> [Work instructions]:
Word for word, restate the entries below from their first line through the line that contains "coordinates: whole pixels, x".

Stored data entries
# # # # #

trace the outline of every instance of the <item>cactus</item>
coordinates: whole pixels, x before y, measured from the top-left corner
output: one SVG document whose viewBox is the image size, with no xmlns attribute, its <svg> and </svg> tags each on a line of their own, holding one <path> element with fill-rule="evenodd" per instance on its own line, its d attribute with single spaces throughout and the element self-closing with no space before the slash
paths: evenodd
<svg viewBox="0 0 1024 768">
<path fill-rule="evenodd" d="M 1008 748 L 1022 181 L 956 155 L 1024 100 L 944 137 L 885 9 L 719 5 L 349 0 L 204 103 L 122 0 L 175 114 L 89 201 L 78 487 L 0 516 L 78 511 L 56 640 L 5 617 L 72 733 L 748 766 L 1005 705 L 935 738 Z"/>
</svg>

# # # # #

> [Problem solution]:
trace the outline of every instance of the <item>cactus</item>
coordinates: whole pixels, x before y, measured from the top-left corner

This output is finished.